(Excerpts from a point labeling dataset)
* Start *

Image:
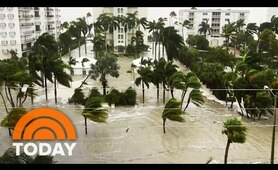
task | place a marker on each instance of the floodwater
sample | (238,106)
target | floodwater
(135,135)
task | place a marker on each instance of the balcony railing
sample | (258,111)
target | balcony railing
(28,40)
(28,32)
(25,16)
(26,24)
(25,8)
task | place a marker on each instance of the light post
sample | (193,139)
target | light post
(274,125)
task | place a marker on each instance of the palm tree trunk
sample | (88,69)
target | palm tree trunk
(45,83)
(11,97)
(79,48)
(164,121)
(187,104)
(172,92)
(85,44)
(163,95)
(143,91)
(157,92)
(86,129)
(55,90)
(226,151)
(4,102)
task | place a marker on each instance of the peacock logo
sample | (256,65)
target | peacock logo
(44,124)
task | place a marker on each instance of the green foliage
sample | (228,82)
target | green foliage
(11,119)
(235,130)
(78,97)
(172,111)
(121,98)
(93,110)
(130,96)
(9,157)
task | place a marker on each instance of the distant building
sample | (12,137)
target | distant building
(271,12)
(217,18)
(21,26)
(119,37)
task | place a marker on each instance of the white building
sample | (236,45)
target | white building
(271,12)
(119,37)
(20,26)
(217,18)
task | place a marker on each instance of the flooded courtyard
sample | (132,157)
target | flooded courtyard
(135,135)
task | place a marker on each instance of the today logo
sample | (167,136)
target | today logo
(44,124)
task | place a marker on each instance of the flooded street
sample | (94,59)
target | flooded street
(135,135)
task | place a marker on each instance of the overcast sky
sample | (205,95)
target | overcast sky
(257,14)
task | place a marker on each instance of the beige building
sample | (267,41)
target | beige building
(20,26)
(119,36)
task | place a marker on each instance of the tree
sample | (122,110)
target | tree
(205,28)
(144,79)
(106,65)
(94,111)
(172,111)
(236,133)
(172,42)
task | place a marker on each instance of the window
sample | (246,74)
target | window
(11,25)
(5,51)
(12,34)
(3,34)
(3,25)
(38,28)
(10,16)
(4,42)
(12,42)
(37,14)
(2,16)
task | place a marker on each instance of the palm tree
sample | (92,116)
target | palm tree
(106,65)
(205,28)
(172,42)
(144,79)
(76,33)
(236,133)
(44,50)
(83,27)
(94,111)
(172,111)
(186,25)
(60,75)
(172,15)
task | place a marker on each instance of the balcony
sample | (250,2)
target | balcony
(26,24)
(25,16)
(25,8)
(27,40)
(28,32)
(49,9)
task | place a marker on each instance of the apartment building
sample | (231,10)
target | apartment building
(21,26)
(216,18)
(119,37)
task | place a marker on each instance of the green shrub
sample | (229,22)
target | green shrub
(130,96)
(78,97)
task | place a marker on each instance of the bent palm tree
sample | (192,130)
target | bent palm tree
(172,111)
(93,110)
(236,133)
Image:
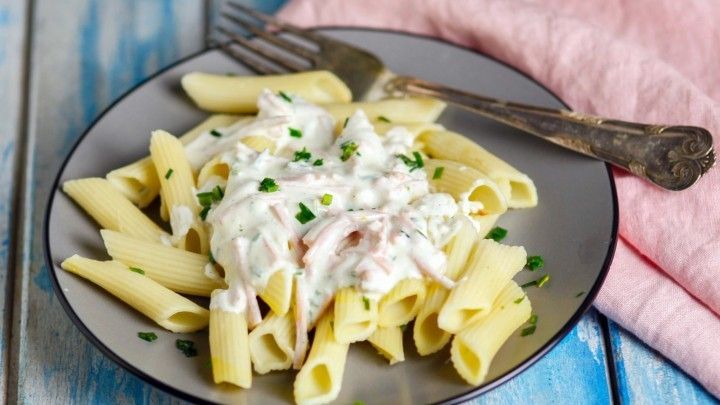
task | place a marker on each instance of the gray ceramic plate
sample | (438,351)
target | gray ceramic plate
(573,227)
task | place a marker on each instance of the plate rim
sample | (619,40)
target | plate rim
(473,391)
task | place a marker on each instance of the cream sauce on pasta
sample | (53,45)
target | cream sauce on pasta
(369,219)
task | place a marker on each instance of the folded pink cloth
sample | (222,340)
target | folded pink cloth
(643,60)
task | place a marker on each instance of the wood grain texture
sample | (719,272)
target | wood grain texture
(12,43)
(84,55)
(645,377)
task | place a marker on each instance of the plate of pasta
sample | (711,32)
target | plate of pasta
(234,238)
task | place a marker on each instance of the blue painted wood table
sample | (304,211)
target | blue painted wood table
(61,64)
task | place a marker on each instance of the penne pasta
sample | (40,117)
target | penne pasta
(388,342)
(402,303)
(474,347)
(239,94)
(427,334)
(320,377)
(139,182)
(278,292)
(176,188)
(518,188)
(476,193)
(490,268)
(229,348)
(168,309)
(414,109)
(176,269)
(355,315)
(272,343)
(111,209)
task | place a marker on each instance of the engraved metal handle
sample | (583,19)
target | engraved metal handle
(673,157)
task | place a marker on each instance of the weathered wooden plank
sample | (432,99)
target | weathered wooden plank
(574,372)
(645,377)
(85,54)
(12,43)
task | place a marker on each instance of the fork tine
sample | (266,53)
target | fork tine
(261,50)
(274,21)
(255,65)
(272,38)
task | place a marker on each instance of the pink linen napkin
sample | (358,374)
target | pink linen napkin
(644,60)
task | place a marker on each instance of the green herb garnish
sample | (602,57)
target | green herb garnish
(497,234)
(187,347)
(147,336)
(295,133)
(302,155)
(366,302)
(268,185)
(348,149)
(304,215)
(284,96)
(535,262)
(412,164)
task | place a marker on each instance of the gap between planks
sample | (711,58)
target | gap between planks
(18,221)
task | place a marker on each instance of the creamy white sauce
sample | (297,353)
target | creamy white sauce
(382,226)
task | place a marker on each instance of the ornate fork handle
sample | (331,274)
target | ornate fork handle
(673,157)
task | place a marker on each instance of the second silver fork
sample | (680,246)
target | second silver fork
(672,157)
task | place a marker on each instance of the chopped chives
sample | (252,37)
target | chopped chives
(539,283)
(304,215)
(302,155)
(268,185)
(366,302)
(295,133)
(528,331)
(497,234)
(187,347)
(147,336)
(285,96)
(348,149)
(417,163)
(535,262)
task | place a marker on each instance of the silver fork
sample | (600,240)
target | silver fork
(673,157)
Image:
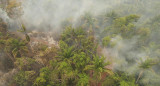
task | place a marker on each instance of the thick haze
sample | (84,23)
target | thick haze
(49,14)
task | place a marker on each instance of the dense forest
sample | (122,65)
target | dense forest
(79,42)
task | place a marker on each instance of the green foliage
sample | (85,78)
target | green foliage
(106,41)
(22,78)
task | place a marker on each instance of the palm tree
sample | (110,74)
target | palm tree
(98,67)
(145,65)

* End *

▶ EXERCISE PROMPT
Copy all of the lines above without changing anything, and leave out the pictures.

▶ RESPONSE TO THIS TASK
Image:
task | place a marker on each instance of the floodwater
sample | (238,106)
target | floodwater
(135,135)
task | place a marker on each instance of the balcony railing
sample | (258,111)
target | balcony railing
(28,40)
(28,32)
(25,16)
(26,24)
(25,8)
task | place a marker on each instance of the light post
sample | (193,139)
target | light post
(274,125)
task | place a marker on each instance of the palm tree trunk
sample | (88,69)
target | palm tree trunk
(45,83)
(11,97)
(79,48)
(164,121)
(187,104)
(172,92)
(85,44)
(163,95)
(143,91)
(157,92)
(86,129)
(55,90)
(226,151)
(4,102)
task | place a marker on each instance of the peacock logo
sample | (256,65)
target | peacock logo
(44,124)
task | place a marker on each instance of the green foliage
sample | (228,82)
target | green foliage
(11,119)
(235,130)
(78,97)
(172,111)
(121,98)
(93,110)
(130,96)
(9,157)
task | place a marker on each instance of the distant building
sample | (12,137)
target | distant building
(271,12)
(217,18)
(21,26)
(119,37)
task | place a marker on each instance of the white building
sample | (236,45)
target | white building
(271,12)
(119,37)
(20,26)
(217,18)
task | place a marker on each instance of the flooded courtyard
sample | (132,157)
target | flooded courtyard
(135,135)
task | place a marker on each instance of the today logo
sample | (167,136)
target | today logo
(44,124)
task | place a marker on each instance of the flooded street
sample | (94,59)
target | flooded street
(135,135)
task | place a marker on each instance of the overcast sky
sample | (205,95)
target | overcast sky
(257,14)
task | place a marker on each instance of the beige building
sample | (267,41)
target | beige building
(20,26)
(119,36)
task | place a marker on each instance of the tree
sample | (122,110)
target | tree
(205,28)
(144,79)
(106,65)
(94,111)
(172,111)
(236,133)
(172,42)
task | place a marker on each instance of the window
sample | (246,74)
target | window
(11,25)
(5,51)
(12,34)
(3,34)
(3,25)
(38,28)
(10,16)
(4,42)
(12,42)
(37,14)
(2,16)
task | place a marker on each instance of the palm tree
sample | (92,116)
target | palm tree
(106,65)
(205,28)
(172,42)
(144,79)
(76,33)
(236,133)
(44,50)
(83,27)
(94,111)
(172,111)
(186,25)
(60,75)
(172,15)
task | place a marker on each instance of the balcony
sample | (250,2)
target | balcony
(26,24)
(25,16)
(25,8)
(27,40)
(28,32)
(49,9)
task | place a marker on each instance of the apartment building
sample | (231,10)
target | apartment building
(21,26)
(216,18)
(119,37)
task | place a marker on each instance of the green shrub
sample | (229,22)
target | green shrub
(130,96)
(78,97)
task | place a marker on each instance of the bent palm tree
sample | (192,130)
target | bent palm tree
(172,111)
(93,110)
(236,133)
Image:
task | place a marker on each instance of the gray ceramic plate
sample | (438,351)
target | gray ceramic plate
(573,227)
task | place a marker on each instance of the plate rim
sample | (619,40)
target | plate rim
(473,391)
task | place a marker on each instance of the cream sauce on pasta
sample | (53,45)
target | cream sauce on pasta
(369,219)
task | place a marker on each instance of the folded pink cloth
sample | (222,340)
target | folded pink cloth
(643,60)
task | place a marker on each instance of the wood grain texture
sample | (719,272)
target | wood grain texture
(12,43)
(84,55)
(645,377)
task | place a marker on each instance of the plate of pasta
sample | (711,32)
target | plate of pasta
(234,238)
task | place a marker on each instance of the blue painted wood table
sample | (304,211)
target | blue painted wood table
(61,64)
task | place a marker on each instance of the penne pasta
sample | (40,117)
target | penne pasta
(388,342)
(402,303)
(474,347)
(239,94)
(427,334)
(320,377)
(139,182)
(278,292)
(176,188)
(518,188)
(476,193)
(490,268)
(229,348)
(168,309)
(414,109)
(176,269)
(355,315)
(272,343)
(111,209)
task | place a marker on each instance of the engraved metal handle
sample | (583,19)
target | engraved metal handle
(673,157)
task | place a marker on each instance of the weathered wooden plank
sample | (432,99)
target | weathered wooden plank
(574,372)
(645,377)
(85,54)
(12,43)
task | place a marker on each instance of the fork tine
sample | (266,53)
target | fork tine
(261,50)
(274,21)
(255,65)
(272,38)
task | place a marker on each instance of the pink linen napkin
sample | (358,374)
target | pink linen napkin
(644,60)
task | place a marker on each instance of the green herb garnish
sample | (602,57)
target | green herb garnish
(497,234)
(187,347)
(147,336)
(295,133)
(302,155)
(366,302)
(268,185)
(348,149)
(304,215)
(284,96)
(535,262)
(412,164)
task | place a marker on each instance of the gap between planks
sample | (711,58)
target | gap between planks
(18,221)
task | place a marker on each instance of the creamy white sauce
sample | (297,353)
target | creamy white sauce
(382,226)
task | place a marker on each instance of the ornate fork handle
sample | (331,274)
target | ornate fork handle
(673,157)
task | place a marker on each instance of the second silver fork
sample | (680,246)
target | second silver fork
(672,157)
task | place a marker on each instance of the chopped chives
sample | (252,37)
target | chopped chives
(539,283)
(304,215)
(302,155)
(268,185)
(366,302)
(295,133)
(528,331)
(497,234)
(187,347)
(147,336)
(285,96)
(348,149)
(417,163)
(535,262)
task | place a marker on each instance of the silver fork
sample | (600,240)
target | silver fork
(673,157)
Image:
task | place a marker on each instance of the thick haze
sample | (84,23)
target | thick haze
(49,14)
task | place a marker on each instance of the dense forest
sample | (122,65)
target | dense forest
(79,42)
task | place a marker on each instance of the green foliage
sample | (85,78)
target | green foliage
(106,41)
(22,78)
task | place a marker on each instance of the palm tree
sample | (110,74)
target | palm tree
(98,67)
(145,65)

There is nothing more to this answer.